• _Short exercise_:
Arrange the lines of data between the line holding "dog tail, where" and the line holding "x=80, y=215", inclusive, as a numbered list, leaving out any blank lines.

[Pointing dataset records]
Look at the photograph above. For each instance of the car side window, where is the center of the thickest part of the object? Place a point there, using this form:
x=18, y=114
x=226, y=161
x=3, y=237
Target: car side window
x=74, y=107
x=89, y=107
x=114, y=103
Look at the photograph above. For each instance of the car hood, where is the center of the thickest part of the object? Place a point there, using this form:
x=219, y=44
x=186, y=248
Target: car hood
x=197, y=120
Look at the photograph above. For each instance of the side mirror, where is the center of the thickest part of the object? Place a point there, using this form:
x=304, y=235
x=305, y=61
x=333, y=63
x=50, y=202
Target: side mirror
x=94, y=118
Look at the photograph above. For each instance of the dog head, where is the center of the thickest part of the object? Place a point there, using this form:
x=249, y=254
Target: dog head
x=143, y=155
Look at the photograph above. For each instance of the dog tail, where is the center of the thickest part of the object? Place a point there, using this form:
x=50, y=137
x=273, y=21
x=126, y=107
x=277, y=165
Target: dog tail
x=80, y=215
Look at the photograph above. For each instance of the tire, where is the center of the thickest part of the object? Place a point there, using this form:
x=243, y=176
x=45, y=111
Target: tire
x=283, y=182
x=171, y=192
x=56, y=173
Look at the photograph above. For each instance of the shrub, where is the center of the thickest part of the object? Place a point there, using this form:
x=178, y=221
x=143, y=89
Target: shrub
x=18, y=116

--

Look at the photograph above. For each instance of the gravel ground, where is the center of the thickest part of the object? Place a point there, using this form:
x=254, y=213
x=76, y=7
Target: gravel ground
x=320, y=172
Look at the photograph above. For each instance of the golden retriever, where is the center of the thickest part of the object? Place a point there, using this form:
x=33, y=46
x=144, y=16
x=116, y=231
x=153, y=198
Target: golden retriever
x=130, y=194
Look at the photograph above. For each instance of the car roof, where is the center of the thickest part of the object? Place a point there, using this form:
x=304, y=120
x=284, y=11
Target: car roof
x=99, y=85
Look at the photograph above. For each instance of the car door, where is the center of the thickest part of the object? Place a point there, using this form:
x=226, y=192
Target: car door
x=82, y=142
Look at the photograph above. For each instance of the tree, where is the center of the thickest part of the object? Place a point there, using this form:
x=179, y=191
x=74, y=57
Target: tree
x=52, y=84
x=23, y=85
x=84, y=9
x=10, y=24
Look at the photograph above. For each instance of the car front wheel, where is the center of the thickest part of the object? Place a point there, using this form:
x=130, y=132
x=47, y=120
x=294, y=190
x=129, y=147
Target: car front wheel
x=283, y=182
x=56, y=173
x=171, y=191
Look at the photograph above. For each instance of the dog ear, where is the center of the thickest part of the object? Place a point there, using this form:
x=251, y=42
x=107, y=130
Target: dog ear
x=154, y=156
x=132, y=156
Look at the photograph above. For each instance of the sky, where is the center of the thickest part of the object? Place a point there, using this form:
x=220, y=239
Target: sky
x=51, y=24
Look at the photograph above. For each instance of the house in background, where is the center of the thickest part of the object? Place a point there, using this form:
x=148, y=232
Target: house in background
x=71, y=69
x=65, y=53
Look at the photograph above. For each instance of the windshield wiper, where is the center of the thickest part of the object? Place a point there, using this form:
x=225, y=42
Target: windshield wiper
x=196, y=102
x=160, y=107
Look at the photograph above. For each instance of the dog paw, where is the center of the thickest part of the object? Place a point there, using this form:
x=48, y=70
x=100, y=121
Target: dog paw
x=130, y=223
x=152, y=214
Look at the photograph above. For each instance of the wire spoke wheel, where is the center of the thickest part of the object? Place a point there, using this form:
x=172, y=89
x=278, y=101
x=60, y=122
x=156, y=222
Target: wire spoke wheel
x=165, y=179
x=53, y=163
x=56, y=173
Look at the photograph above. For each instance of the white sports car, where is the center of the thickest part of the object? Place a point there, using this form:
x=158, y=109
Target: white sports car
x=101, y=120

* * *

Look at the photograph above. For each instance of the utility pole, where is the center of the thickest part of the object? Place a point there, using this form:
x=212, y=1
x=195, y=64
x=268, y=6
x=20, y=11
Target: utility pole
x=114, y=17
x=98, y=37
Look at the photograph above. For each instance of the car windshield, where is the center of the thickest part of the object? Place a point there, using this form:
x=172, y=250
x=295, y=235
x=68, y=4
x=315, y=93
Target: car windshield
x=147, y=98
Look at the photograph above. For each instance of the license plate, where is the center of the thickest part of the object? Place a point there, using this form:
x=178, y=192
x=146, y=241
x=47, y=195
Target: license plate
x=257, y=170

• _Correct response_:
1. Look at the photograph above. For each instance of the dog tail, where is the center of the thickest part of the object? Place a point there, using this form:
2. x=50, y=137
3. x=273, y=21
4. x=126, y=107
5. x=277, y=165
6. Target: dog tail
7. x=80, y=215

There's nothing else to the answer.